→ **DATA LISTING**
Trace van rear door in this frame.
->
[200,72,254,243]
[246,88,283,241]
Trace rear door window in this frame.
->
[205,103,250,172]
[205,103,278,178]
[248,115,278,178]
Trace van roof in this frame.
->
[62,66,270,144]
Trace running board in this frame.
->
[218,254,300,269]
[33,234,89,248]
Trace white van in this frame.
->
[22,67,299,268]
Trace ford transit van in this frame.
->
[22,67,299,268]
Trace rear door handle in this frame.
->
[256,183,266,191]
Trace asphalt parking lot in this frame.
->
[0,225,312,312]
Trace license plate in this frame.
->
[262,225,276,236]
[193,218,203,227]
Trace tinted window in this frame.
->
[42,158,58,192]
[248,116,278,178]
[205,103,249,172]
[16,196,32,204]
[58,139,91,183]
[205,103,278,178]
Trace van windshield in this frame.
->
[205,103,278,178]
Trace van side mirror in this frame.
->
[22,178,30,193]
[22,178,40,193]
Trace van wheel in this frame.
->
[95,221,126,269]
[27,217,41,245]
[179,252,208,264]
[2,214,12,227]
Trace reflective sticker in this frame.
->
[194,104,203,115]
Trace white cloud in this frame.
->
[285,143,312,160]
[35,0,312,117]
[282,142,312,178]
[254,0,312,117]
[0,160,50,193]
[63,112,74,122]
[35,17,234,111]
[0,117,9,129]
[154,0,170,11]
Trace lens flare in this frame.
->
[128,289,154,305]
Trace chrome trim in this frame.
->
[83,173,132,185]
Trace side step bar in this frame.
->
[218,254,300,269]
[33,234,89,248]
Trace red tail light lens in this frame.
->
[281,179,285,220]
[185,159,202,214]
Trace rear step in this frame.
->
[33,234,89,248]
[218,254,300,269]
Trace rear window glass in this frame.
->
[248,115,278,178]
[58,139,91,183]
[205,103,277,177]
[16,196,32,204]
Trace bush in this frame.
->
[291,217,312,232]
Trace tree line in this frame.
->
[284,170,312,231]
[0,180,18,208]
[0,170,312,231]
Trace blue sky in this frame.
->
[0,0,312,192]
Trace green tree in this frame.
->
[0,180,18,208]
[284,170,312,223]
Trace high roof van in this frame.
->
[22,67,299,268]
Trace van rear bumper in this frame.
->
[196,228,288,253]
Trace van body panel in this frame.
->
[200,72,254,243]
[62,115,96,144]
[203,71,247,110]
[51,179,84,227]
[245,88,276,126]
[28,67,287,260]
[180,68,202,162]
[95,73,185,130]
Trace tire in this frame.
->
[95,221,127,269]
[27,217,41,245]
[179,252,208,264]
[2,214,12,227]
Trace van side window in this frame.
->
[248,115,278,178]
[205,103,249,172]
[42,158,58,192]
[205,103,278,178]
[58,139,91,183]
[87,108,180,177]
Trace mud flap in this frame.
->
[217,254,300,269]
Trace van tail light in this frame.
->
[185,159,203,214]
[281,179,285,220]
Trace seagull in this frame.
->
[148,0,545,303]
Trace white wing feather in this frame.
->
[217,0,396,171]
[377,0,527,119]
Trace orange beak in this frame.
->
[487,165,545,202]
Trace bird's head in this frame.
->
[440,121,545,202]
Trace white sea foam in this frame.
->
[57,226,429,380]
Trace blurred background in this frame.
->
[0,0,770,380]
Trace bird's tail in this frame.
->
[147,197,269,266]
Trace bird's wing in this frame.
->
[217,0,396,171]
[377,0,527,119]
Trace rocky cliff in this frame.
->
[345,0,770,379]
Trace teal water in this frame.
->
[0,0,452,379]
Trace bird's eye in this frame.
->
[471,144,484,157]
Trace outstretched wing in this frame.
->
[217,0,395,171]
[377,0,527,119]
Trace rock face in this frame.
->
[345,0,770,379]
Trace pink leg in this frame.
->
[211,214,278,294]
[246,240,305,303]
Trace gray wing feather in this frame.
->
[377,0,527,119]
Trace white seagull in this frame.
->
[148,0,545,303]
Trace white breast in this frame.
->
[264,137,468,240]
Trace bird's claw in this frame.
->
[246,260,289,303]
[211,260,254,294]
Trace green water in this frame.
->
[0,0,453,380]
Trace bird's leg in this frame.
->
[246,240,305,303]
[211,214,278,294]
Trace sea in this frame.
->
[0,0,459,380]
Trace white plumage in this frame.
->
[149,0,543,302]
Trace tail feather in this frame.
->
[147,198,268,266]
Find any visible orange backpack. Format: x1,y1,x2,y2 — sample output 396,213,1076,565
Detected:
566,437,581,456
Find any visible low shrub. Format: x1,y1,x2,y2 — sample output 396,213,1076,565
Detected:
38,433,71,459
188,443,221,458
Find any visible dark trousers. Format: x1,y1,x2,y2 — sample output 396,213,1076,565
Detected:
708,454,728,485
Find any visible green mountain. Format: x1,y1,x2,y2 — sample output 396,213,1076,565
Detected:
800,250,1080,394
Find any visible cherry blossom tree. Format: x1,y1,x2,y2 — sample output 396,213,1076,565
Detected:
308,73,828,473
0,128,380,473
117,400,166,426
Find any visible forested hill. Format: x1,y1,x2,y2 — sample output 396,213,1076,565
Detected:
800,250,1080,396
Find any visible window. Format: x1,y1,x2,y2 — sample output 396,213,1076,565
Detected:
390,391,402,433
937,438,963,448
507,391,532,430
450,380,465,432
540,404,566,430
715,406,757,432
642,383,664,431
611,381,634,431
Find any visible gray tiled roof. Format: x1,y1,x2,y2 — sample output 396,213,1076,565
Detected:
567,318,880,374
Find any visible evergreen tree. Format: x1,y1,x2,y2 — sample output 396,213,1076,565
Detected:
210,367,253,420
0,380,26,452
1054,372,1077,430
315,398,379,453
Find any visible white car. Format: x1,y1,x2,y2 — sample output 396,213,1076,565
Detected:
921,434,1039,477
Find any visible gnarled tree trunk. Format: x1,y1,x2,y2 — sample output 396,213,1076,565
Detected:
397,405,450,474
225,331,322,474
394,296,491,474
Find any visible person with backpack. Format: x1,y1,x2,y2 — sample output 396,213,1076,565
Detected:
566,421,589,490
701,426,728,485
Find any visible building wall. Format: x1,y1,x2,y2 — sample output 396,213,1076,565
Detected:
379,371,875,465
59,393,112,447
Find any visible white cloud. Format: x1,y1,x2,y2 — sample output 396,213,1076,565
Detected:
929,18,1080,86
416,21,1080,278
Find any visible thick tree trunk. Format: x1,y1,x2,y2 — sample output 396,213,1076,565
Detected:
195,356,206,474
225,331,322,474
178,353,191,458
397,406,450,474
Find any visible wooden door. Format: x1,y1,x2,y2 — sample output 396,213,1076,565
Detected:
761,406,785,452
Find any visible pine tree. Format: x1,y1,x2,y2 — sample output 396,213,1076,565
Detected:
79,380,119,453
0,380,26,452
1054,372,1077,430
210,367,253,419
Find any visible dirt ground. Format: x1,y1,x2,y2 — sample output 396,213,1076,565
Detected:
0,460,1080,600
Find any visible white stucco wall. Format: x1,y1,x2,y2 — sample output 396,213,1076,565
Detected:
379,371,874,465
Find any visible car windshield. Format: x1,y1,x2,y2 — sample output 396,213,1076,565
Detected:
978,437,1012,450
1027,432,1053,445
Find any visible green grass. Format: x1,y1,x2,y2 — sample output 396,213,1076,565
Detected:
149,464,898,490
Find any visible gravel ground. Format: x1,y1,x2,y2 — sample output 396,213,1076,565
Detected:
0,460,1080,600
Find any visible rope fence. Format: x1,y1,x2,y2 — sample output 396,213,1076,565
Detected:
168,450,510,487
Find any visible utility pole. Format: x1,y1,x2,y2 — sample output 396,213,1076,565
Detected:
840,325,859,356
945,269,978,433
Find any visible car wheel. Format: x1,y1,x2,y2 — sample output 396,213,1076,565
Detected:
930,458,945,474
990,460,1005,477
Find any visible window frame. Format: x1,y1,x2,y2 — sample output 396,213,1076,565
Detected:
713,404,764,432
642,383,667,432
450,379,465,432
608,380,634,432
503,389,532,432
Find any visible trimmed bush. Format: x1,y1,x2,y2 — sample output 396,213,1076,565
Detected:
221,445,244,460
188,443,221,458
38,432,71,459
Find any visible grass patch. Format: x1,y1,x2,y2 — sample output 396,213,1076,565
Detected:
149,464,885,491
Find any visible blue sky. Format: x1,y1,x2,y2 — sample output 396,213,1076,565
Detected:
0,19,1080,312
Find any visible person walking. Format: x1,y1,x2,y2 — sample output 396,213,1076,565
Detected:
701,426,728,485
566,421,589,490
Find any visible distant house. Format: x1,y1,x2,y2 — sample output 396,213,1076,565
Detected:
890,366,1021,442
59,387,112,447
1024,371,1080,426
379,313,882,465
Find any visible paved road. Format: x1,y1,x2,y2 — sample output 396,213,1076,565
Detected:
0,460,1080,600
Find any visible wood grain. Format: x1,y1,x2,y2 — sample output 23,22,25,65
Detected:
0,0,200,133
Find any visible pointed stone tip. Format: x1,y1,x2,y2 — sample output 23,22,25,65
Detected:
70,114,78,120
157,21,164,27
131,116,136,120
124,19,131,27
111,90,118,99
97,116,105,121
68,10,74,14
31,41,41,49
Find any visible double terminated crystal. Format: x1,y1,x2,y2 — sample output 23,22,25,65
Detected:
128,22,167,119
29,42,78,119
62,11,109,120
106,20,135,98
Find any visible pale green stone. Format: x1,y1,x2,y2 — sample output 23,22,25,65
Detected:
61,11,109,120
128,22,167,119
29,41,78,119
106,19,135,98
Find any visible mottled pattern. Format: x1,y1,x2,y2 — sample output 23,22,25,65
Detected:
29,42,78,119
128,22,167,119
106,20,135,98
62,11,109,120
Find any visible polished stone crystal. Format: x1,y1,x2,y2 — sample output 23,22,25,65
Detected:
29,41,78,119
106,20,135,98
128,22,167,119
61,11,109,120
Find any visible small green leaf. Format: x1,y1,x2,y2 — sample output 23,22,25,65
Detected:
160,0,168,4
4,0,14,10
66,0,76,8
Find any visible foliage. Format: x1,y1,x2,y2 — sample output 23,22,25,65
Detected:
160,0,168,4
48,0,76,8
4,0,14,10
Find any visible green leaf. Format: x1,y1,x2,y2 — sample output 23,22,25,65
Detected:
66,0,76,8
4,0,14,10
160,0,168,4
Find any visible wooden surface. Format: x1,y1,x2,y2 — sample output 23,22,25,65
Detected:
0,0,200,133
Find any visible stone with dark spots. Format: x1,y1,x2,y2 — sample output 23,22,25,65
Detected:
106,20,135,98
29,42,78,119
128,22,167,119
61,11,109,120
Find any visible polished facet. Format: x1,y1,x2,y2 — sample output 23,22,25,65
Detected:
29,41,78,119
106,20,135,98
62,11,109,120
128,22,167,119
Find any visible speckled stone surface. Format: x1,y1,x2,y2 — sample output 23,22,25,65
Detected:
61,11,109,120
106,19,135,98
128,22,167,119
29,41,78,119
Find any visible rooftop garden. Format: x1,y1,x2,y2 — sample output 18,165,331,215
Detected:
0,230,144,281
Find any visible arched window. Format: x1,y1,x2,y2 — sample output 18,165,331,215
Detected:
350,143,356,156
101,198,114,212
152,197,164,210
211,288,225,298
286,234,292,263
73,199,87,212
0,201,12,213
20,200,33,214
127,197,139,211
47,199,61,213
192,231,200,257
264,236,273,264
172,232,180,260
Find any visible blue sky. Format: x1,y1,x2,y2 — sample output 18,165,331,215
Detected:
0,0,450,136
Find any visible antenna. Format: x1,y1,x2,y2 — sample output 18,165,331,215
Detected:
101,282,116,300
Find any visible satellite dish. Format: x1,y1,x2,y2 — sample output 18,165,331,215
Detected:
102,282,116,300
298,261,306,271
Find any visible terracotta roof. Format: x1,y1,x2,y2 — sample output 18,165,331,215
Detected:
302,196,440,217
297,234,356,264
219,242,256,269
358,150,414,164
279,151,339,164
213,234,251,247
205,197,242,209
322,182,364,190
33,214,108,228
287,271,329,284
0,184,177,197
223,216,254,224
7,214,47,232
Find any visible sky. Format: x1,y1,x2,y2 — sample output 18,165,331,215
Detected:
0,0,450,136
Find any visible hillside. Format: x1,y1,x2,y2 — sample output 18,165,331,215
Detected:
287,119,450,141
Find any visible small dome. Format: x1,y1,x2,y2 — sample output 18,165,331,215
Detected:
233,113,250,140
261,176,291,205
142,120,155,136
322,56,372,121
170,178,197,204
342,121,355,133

→ **AIM OF THE TASK**
Copy out the listing above verbatim, starting with the line that contains "Find any visible speckled" and going on through the end of the listing.

→ **SOLUTION TO THIS PROBLEM**
Find any visible speckled stone surface. Format: x1,y1,x2,y2 — sample output 23,22,25,65
Detected:
61,11,109,120
106,19,135,98
128,22,167,119
29,41,78,119
Find any visible rooftop garden. Format: x1,y1,x2,y2 — sample output 18,165,331,215
Detected:
0,230,144,281
Find any visible arched window. Format: x1,y1,x2,y2 — sample output 18,165,331,215
Detected:
350,143,356,156
101,198,114,212
152,197,164,210
211,288,225,298
286,234,292,263
73,199,87,212
0,201,12,213
20,200,33,214
127,197,139,211
47,199,61,213
192,231,200,257
264,236,273,264
172,232,180,260
Find any visible blue sky. Format: x1,y1,x2,y2 — sample output 18,165,331,215
Detected:
0,0,450,136
Find any visible antenna. Format: x1,y1,x2,y2 — sample output 18,165,331,215
Detected:
101,282,116,300
Find any visible satellite dish. Format: x1,y1,x2,y2 — sample output 18,165,331,215
Detected:
102,282,116,300
298,261,306,271
Find any visible terracotta roof. Format: x1,y1,x2,y2 — sample output 18,165,331,215
Detected:
302,196,440,217
297,234,356,264
219,242,256,269
358,150,414,164
279,151,339,164
213,234,251,247
205,197,242,209
322,182,364,190
33,214,108,228
287,271,329,284
0,184,177,197
223,216,254,224
7,214,47,232
Find any visible sky. Format: x1,y1,x2,y2 — sample output 18,165,331,215
Detected:
0,0,450,136
Find any visible hillside. Format: x1,y1,x2,y2 — sample output 18,165,331,215
Detected:
287,119,450,141
Find any visible small dome. Format: x1,y1,x2,y2 — sample output 18,165,331,215
Detected:
233,113,250,140
261,176,291,205
142,120,155,136
322,56,372,121
170,178,197,204
342,121,355,133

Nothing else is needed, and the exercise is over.